• **What the task requires**
Look through the material for lines with the word "flat", and copy each one.

<<<<

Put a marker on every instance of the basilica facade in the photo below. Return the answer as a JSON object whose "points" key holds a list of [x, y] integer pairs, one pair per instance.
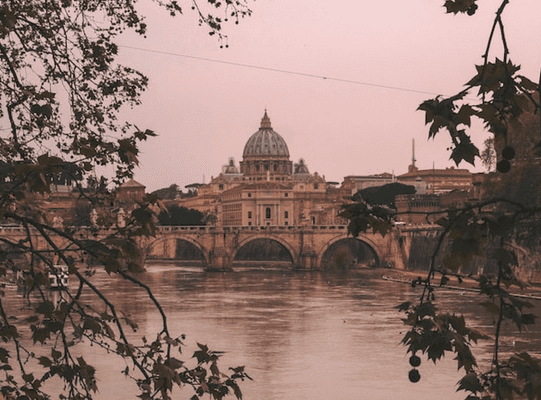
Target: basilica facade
{"points": [[268, 189]]}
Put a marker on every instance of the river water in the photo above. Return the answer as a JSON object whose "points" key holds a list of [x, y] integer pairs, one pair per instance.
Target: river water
{"points": [[301, 335]]}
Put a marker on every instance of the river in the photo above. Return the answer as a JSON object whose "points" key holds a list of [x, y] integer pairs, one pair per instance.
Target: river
{"points": [[301, 335]]}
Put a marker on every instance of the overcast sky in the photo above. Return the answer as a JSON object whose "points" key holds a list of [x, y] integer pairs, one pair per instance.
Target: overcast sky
{"points": [[378, 57]]}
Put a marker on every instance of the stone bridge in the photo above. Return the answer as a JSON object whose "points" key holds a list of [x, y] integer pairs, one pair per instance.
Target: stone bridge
{"points": [[218, 246], [306, 245]]}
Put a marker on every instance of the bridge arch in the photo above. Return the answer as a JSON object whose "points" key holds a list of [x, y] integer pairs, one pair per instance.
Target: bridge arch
{"points": [[292, 253], [170, 244], [372, 246]]}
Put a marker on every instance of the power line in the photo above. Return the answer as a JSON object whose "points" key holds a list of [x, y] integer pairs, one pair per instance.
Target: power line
{"points": [[283, 71]]}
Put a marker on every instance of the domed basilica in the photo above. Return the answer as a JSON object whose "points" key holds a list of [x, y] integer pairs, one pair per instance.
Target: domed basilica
{"points": [[268, 189]]}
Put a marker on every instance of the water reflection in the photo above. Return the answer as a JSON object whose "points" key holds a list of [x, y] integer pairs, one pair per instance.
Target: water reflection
{"points": [[300, 335]]}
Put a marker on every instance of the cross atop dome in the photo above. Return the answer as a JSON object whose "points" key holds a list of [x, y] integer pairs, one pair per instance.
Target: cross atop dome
{"points": [[265, 121]]}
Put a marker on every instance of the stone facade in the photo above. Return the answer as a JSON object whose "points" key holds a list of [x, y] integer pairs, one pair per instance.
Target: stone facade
{"points": [[269, 189]]}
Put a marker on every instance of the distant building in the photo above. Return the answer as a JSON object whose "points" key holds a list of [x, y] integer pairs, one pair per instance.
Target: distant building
{"points": [[268, 188], [130, 192], [354, 183], [437, 181]]}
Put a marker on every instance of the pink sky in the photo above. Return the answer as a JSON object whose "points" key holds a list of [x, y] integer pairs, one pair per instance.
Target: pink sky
{"points": [[360, 122]]}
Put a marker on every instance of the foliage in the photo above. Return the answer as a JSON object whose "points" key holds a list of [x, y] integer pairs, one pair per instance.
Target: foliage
{"points": [[61, 92], [176, 215], [384, 195], [489, 229]]}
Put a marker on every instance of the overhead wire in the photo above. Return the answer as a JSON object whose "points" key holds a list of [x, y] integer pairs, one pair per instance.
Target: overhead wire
{"points": [[283, 71]]}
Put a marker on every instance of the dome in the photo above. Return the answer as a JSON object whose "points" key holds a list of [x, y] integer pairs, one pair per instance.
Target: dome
{"points": [[301, 168], [265, 142]]}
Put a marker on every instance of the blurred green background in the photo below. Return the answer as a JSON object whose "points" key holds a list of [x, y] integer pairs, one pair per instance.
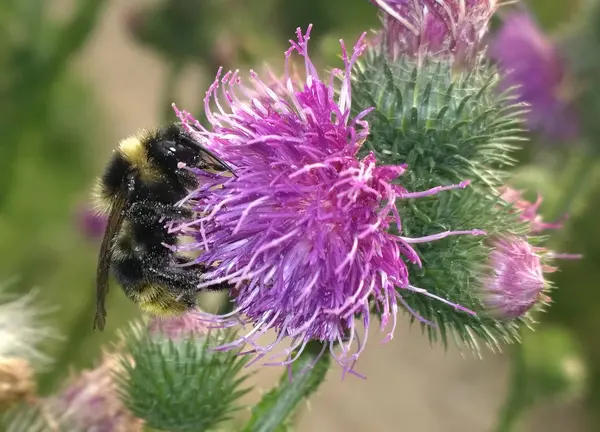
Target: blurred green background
{"points": [[77, 76]]}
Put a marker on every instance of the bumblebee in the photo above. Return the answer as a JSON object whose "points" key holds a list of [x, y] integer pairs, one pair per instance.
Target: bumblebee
{"points": [[139, 190]]}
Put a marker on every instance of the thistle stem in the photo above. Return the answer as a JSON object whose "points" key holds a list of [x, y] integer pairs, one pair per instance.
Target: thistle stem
{"points": [[515, 402], [277, 407]]}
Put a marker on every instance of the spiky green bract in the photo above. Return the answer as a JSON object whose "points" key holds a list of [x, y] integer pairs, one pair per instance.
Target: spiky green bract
{"points": [[180, 385], [276, 407], [24, 418], [447, 126]]}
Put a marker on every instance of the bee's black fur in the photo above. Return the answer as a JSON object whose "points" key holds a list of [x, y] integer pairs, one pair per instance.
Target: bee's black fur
{"points": [[150, 183]]}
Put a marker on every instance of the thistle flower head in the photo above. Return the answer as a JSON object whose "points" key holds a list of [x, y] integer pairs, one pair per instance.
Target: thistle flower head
{"points": [[516, 278], [534, 65], [21, 328], [438, 27], [91, 402], [301, 232]]}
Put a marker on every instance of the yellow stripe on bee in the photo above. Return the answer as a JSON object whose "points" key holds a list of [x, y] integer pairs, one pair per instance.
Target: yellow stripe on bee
{"points": [[134, 150], [158, 300]]}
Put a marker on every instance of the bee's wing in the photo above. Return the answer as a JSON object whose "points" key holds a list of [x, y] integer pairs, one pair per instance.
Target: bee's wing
{"points": [[214, 162], [115, 220]]}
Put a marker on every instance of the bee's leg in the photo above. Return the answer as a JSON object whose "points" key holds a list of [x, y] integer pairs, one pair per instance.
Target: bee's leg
{"points": [[150, 212], [183, 279]]}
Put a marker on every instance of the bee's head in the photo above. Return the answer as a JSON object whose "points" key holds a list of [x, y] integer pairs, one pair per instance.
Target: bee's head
{"points": [[173, 145]]}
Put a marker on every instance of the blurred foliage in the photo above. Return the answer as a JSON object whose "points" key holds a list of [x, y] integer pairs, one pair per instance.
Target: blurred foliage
{"points": [[52, 128]]}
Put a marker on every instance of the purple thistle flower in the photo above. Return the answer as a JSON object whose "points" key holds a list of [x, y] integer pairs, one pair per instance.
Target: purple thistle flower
{"points": [[302, 230], [529, 213], [528, 210], [439, 27], [516, 279], [91, 402], [532, 62]]}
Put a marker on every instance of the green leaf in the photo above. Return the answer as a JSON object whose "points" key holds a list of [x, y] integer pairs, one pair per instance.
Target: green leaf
{"points": [[276, 407], [181, 385], [24, 418], [447, 126]]}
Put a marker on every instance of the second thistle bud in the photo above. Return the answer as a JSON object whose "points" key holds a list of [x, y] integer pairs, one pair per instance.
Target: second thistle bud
{"points": [[516, 278]]}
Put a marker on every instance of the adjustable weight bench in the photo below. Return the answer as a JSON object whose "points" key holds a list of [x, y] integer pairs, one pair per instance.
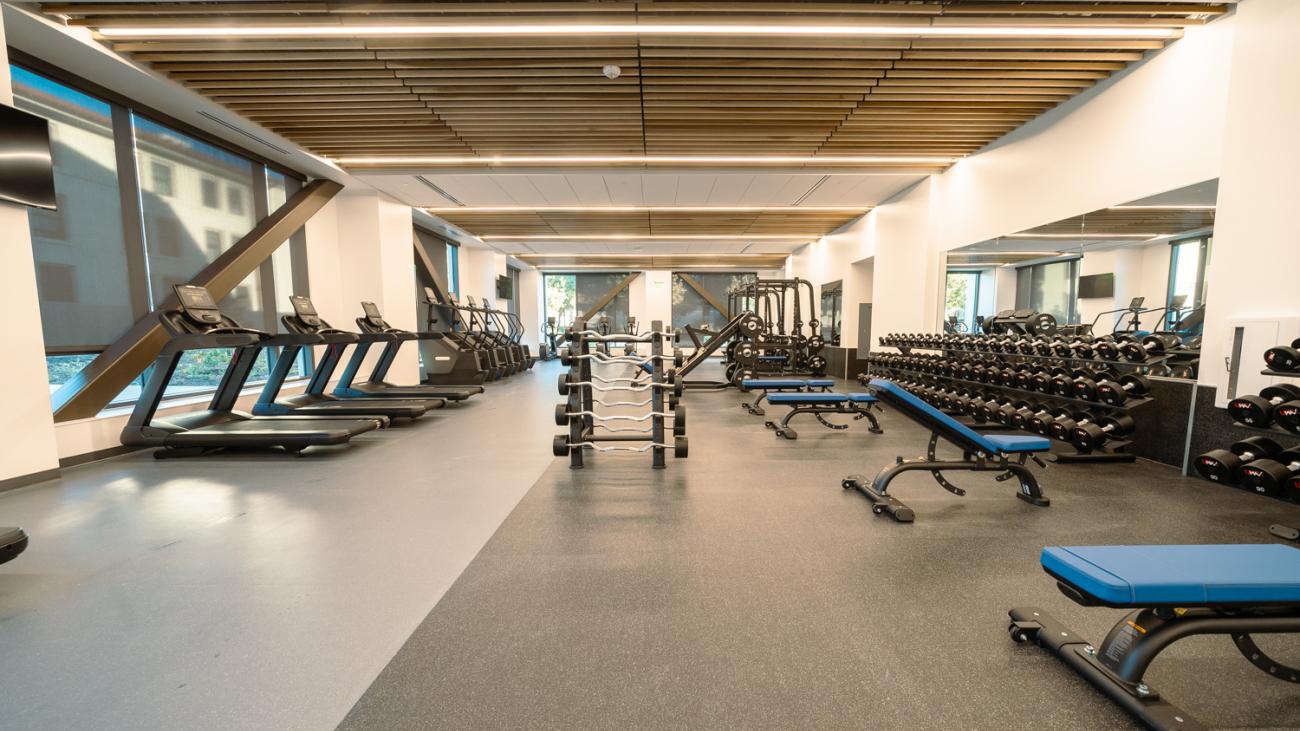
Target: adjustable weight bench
{"points": [[980, 453], [1175, 592], [780, 385], [818, 403]]}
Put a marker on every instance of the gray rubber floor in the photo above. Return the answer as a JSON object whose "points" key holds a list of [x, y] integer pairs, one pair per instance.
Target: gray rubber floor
{"points": [[744, 588]]}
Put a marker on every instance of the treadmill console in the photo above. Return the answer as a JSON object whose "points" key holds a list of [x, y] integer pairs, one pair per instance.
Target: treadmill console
{"points": [[196, 305], [306, 311], [372, 315]]}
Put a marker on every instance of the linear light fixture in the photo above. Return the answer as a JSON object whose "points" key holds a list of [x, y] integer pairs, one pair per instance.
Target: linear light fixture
{"points": [[407, 160], [1080, 236], [651, 237], [1161, 208], [646, 208], [638, 29]]}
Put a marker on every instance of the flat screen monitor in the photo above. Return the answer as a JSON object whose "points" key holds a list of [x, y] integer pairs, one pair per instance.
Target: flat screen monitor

>>>>

• **Response box**
Put a marker on every instance of the flat screen monitor in the photo above. Return the answer as a JSON object whose "points" key holds a list of [x, y] integer pairs, one pair per instance.
Target: flat screen monitor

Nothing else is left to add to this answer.